▸ WHAT YOU HAVE TO DO: Can you reproduce every entry below word for word, leaving the pictures out of your copy?

....................

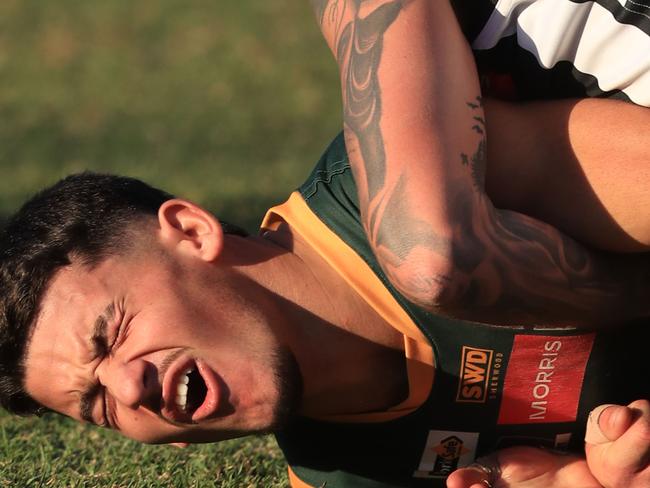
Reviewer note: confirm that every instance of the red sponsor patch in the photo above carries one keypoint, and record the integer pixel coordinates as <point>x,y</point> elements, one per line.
<point>544,379</point>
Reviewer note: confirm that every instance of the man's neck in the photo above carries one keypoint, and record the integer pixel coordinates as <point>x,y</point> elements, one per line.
<point>351,359</point>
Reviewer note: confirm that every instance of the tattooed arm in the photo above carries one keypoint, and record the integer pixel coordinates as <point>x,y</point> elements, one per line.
<point>415,134</point>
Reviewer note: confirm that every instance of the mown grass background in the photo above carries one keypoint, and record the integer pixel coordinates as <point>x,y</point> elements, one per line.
<point>228,103</point>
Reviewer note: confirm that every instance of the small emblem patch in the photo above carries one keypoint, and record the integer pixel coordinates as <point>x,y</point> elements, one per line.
<point>445,451</point>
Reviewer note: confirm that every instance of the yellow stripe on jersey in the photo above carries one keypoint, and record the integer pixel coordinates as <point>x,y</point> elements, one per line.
<point>353,269</point>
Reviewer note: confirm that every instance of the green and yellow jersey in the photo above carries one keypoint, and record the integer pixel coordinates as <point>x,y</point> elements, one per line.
<point>473,388</point>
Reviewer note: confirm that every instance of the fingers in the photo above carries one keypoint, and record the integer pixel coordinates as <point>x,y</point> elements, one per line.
<point>633,446</point>
<point>484,473</point>
<point>468,478</point>
<point>607,423</point>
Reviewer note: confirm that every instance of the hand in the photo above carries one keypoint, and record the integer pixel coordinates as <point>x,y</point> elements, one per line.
<point>526,467</point>
<point>618,445</point>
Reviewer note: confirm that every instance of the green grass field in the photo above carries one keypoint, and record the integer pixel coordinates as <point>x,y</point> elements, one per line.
<point>228,103</point>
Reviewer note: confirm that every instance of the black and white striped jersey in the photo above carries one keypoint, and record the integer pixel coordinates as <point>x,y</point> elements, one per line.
<point>563,48</point>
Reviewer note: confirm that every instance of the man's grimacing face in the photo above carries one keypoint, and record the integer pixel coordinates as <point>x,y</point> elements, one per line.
<point>115,344</point>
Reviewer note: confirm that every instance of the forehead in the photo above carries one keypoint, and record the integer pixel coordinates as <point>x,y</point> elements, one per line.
<point>58,354</point>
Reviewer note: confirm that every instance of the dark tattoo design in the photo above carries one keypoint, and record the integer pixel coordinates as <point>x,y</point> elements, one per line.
<point>477,161</point>
<point>504,267</point>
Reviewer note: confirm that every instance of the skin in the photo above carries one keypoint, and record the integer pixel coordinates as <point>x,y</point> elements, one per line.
<point>617,450</point>
<point>420,169</point>
<point>244,310</point>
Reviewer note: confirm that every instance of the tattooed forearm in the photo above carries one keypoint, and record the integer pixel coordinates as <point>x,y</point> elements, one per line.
<point>458,255</point>
<point>478,160</point>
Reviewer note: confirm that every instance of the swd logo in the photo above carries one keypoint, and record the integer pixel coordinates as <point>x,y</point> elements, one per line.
<point>475,368</point>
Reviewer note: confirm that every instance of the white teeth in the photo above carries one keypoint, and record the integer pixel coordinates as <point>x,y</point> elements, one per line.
<point>181,389</point>
<point>181,401</point>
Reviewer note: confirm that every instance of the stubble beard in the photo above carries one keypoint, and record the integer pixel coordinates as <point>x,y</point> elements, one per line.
<point>289,385</point>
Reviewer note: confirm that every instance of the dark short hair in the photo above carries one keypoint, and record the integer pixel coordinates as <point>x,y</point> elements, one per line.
<point>86,217</point>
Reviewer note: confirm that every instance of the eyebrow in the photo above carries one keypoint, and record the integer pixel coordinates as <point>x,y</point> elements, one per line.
<point>98,346</point>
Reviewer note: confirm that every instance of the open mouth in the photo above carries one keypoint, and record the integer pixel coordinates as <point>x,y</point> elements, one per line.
<point>190,391</point>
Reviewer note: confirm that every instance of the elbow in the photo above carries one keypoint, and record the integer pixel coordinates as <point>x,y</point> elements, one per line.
<point>435,283</point>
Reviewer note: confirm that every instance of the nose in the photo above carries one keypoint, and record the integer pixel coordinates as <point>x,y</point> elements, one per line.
<point>131,383</point>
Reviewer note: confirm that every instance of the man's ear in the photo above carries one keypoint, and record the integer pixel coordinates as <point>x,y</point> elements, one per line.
<point>190,229</point>
<point>180,445</point>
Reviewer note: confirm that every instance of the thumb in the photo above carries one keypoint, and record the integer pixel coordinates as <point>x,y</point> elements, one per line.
<point>469,477</point>
<point>607,423</point>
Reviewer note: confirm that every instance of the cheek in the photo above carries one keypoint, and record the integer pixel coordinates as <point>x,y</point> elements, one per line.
<point>142,426</point>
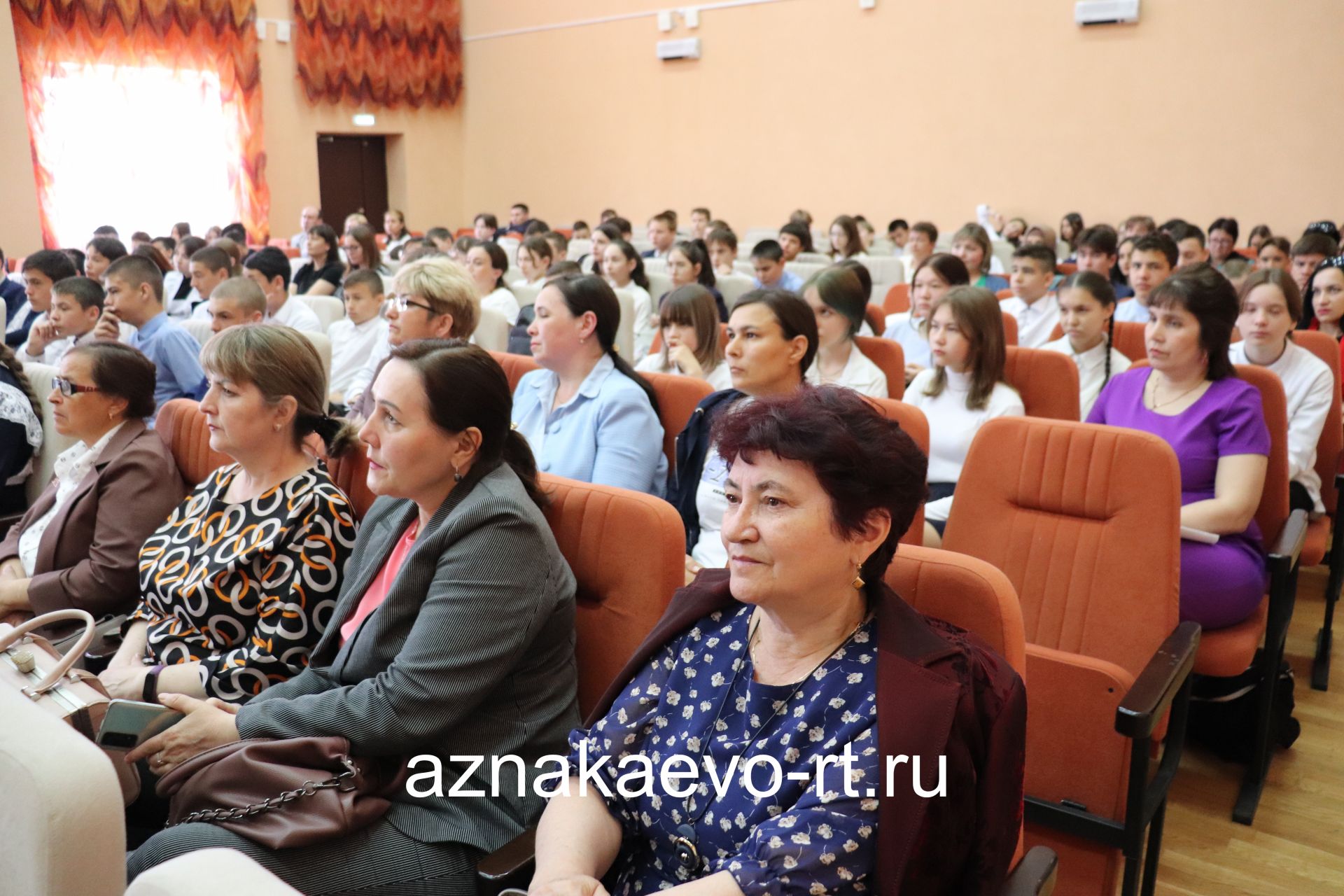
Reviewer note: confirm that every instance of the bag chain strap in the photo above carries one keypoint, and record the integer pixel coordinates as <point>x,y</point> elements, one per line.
<point>343,780</point>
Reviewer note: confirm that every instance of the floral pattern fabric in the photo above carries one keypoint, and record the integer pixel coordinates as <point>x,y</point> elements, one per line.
<point>809,836</point>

....................

▸ ANSWER IN FULL:
Reviewer note: confirm that every instance of the red sponsor patch in the photo above carries one keypoint, and record the integer pixel coordinates as <point>x,y</point> elements, one per line.
<point>544,379</point>
Reviewer note: confirm that every instance of the man's neck in the photo above carries one keypoint, and record the integer pixel coordinates as <point>x,y</point> elements, one per line.
<point>351,359</point>
Reviewer note: confirm that every instance of the tattooed arm in the photo above carries one keypoint, and record the integer pixel coordinates as <point>x,y</point> elements, one per line.
<point>415,134</point>
Reviewer note: confirm that every instance of the mown grass background in the photo above carries one keypoint, and record the integer pixel coordinates as <point>x,y</point> elements, one per line.
<point>228,103</point>
Reviewer note: confirm that every instance of the small emblem patch in the photo above carries one keypoint, and record the integer pixel coordinates as <point>x,y</point> elements, one per line.
<point>445,451</point>
Reviewer note: confirm that every instance of the yellow stripe on jersey in the photo above carries one keypoint, and record the integer pixel coordinates as <point>x,y</point> elements, one per line.
<point>353,269</point>
Reviewer note: confirm that every instance of the green and yellow jersey in the photo above carries one keypoint, and record the integer pixel coordinates as <point>x,y</point> elements, one per line.
<point>473,388</point>
Reviewer note: confirm that every instance of the fingers in the photo above carries one keypoint, and record the integer pixel coordinates as <point>x,y</point> elements, one per line.
<point>633,446</point>
<point>484,473</point>
<point>468,478</point>
<point>607,423</point>
Reviewer note: confirm that every instance of the hand in the photo above carries one keypoint, and record the integer pixel coordinates as <point>x,y</point> elements, one per line.
<point>526,467</point>
<point>618,445</point>
Reviewer note: confirm that every instance of the green grass field in the photo above carries one keypoint, and record the integer pixel coordinates as <point>x,y</point> elements, one per line.
<point>228,103</point>
Reviewer note: confirm that every instance of the black and white striped jersey in the photo above carries one keypoint, and record the integer pixel coordinates as <point>x,y</point> elements, one per line.
<point>563,48</point>
Reviewer note: confirm that every instance of the man's grimacing face in the photo above carries one keypoint, and record the integer pixel coordinates as <point>x,y</point> elements, one per line.
<point>115,344</point>
Reviewer note: confirm that every instance of the forehead in the photo above carries one keypoint, and record the integer pixel coordinates as <point>x,y</point> elements, one per line.
<point>58,354</point>
Reviewer note: confirm that every instance of the dark tattoo design in the photo above carries one keypoint, and record the integer pixel coordinates as <point>x,y</point> elements, one per line.
<point>477,161</point>
<point>504,267</point>
Reviewer note: confirm that every instance of the skin in the photo above carries one keypoint, and record the integer pixel coordinates as <point>x,y</point> elements, one per line.
<point>617,450</point>
<point>420,169</point>
<point>244,310</point>
Reviewer note: confirm that every instance of the tattooed forearm in the photo above carries one keypoint, and record the integer pixel coordinates as <point>x,y</point> elements, one per line.
<point>458,255</point>
<point>478,160</point>
Reviewer note: confirm that every instance of the swd logo in the photo above carries one keypoint, and record the integer pixel coordinates as <point>x,y</point> elements, one per line.
<point>475,368</point>
Reviewer note: confirm that every instance of the white teeth in the photo above carries one keypoint, and record the integer pixel coordinates as <point>x,y</point> elements, one per line.
<point>181,389</point>
<point>181,401</point>
Reviewer note: confirm that every instance of the stubble beard in the photo above carries one keypoint, and record the integer pixel coordinates as <point>x,y</point> elements, one per line.
<point>289,385</point>
Reviewer note: confirm that every instance of the dark short hair in the photo above carries one keypoint, and record the integer pixel coordinates as <point>x,y</point> elements, one per line.
<point>86,217</point>
Reviewer note: confirm that every instance of the eyebrow in the photo above carries one keypoint, and record the integer pixel coordinates as <point>x,y</point> elements, one per line.
<point>98,346</point>
Reviewer note: confirm that every instance of the open mouth in the photo above carries one keypoint, and record the integer pixel coordinates as <point>x,y</point> elements, one per line.
<point>190,391</point>
Reviewer note: confirm that every instance of the elbow in the photo above carries one keypoint, and record the integer pixel coordinates as <point>x,y</point> elements, one per line.
<point>435,283</point>
Reviewer note: confirm that every instance of the nose in the photo above carries one keypoint, and record the integer pixel coordinates as <point>x,y</point> elements, one per line.
<point>131,383</point>
Reviewer note: confirm that every instance of the man's ear in the photo above carries one keypoint, and record the integer pixel coordinates as <point>x,y</point> elements, one per line.
<point>190,229</point>
<point>180,445</point>
Reviewer note: confirm that every instance of the thumb in the photo above carries one keypoint, and record the integer pixel coordinates as <point>x,y</point> elements, one per line.
<point>469,477</point>
<point>607,423</point>
Reviewer note: confirm that every instance of the cheek in the photo above carries one keypoint, and record the integer pixel coordinates as <point>x,y</point> elements, one per line.
<point>142,426</point>
Reviewer note: confirm that every instance of the bag chain strap in the photo above carries one keypoint, and record the integer pixel coordinates as <point>x,y</point> elements, one per line.
<point>343,780</point>
Reviewer note: confirm that every instance of the floral pattern fabric in the photo above carries one keypoint, and record the integer pixel coordinates as <point>x,y</point> elements, one per line.
<point>809,836</point>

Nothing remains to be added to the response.